**INPUT DATA**
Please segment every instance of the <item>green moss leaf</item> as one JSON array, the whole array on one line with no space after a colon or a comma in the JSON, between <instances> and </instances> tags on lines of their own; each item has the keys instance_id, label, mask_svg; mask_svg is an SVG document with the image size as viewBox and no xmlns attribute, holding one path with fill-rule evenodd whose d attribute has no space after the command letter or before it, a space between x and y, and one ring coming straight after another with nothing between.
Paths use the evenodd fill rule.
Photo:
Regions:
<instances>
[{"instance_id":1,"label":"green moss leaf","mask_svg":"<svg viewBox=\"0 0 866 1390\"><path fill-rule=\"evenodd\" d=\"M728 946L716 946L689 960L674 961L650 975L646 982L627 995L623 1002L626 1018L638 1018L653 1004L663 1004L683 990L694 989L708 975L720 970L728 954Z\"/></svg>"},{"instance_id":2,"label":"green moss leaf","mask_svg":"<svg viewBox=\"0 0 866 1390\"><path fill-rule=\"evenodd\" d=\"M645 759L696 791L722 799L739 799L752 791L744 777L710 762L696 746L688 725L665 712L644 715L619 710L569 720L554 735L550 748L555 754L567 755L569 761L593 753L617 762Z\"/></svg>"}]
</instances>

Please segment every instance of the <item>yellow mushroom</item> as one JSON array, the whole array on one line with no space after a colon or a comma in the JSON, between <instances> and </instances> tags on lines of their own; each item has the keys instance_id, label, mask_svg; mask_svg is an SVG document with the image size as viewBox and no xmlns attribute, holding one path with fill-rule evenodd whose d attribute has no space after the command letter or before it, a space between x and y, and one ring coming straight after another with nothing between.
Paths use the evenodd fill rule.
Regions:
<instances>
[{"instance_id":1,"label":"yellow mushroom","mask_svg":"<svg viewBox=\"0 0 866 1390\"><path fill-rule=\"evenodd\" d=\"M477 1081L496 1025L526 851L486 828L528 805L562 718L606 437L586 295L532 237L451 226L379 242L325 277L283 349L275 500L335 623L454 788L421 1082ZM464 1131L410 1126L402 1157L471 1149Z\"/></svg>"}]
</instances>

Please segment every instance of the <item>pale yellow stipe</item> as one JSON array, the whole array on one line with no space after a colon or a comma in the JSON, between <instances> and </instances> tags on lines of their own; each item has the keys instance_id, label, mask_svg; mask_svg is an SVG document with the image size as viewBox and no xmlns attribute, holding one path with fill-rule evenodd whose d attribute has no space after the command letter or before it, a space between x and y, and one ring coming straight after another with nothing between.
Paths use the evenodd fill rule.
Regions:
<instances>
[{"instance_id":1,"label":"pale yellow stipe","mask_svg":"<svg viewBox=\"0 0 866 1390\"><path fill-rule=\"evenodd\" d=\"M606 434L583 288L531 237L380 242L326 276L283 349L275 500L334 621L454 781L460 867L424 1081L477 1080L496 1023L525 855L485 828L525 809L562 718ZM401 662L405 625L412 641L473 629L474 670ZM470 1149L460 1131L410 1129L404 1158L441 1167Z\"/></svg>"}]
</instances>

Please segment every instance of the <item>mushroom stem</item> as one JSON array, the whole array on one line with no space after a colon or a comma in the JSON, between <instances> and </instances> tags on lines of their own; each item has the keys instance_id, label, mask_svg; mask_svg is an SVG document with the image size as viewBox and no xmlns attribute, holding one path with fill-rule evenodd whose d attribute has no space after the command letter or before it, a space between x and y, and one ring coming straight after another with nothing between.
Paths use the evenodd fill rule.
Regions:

**YOUR GOAL**
Restate the records from above exactly as they read.

**WRITTEN ANSWER**
Please segment every instance of the <item>green moss leaf</item> as one JSON array, the whole array on one line with no space after a colon or a comma in the JSON, between <instances> and </instances> tags on lines of their own; each item has the keys instance_id, label, mask_svg; mask_svg is an SVG document with the image size as viewBox and no xmlns attribute, holding one path with fill-rule evenodd whose d attribute has no space after the command letter or before it, a space between x and y, and one ring coming straight after another with nothing between.
Paths use the evenodd fill rule.
Photo:
Regions:
<instances>
[{"instance_id":1,"label":"green moss leaf","mask_svg":"<svg viewBox=\"0 0 866 1390\"><path fill-rule=\"evenodd\" d=\"M728 946L716 946L689 960L674 961L650 975L646 982L627 995L623 1002L626 1018L638 1018L653 1004L663 1004L683 990L694 989L708 975L720 970L728 954Z\"/></svg>"},{"instance_id":2,"label":"green moss leaf","mask_svg":"<svg viewBox=\"0 0 866 1390\"><path fill-rule=\"evenodd\" d=\"M645 759L696 791L722 799L739 799L752 791L744 777L710 762L696 746L688 725L665 712L644 715L619 710L569 720L554 735L550 748L555 754L567 755L569 761L593 753L617 762Z\"/></svg>"}]
</instances>

Please segment every instance of the <item>yellow mushroom</item> as one JSON array, the whole array on one line with no space after a colon or a comma in the JSON, between <instances> and </instances> tags on lines of their own; each item has the keys instance_id, label, mask_svg; mask_svg is an SVG document with the image size as viewBox and no xmlns attribute, holding one path with fill-rule evenodd whose d attribute has no space after the command letter or before it, a space between x and y, and one ring coming straight after another with nothing between.
Paths use the evenodd fill rule.
Regions:
<instances>
[{"instance_id":1,"label":"yellow mushroom","mask_svg":"<svg viewBox=\"0 0 866 1390\"><path fill-rule=\"evenodd\" d=\"M477 1081L496 1025L526 851L486 828L528 805L562 718L606 437L586 295L532 237L451 226L379 242L325 277L283 349L275 500L335 623L454 788L421 1082ZM464 1131L410 1126L402 1157L471 1149Z\"/></svg>"}]
</instances>

Please segment every instance of the <item>pale yellow stipe</item> as one JSON array, the whole array on one line with no space after a colon or a comma in the JSON, between <instances> and </instances> tags on lines of their own; each item has the keys instance_id, label, mask_svg; mask_svg is an SVG document with the image size as viewBox and no xmlns attribute, holding one path with fill-rule evenodd whose d attribute has no space after the command letter or before it, a space between x and y, and one ring coming straight after another with nothing between.
Paths use the evenodd fill rule.
Regions:
<instances>
[{"instance_id":1,"label":"pale yellow stipe","mask_svg":"<svg viewBox=\"0 0 866 1390\"><path fill-rule=\"evenodd\" d=\"M606 434L583 288L531 237L380 242L326 276L283 349L275 500L334 621L454 781L460 867L424 1081L477 1080L496 1023L525 855L485 828L525 809L562 718ZM401 662L405 625L412 641L473 629L474 670ZM470 1149L460 1131L410 1129L404 1158L441 1167Z\"/></svg>"}]
</instances>

Please segment every instance of the <item>mushroom stem</item> as one JSON array, the whole array on one line with no space after a colon or a comma in the JSON, between <instances> and </instances> tags on lines of their own; each item has the keys instance_id, label, mask_svg; mask_svg is an SVG document with the image size as viewBox and no xmlns attribute, holding one path with fill-rule evenodd whose d attribute has no space after the command letter or before it, a space between x and y, and one ring coming straight after another with nothing between.
Paths use the evenodd fill rule.
Regions:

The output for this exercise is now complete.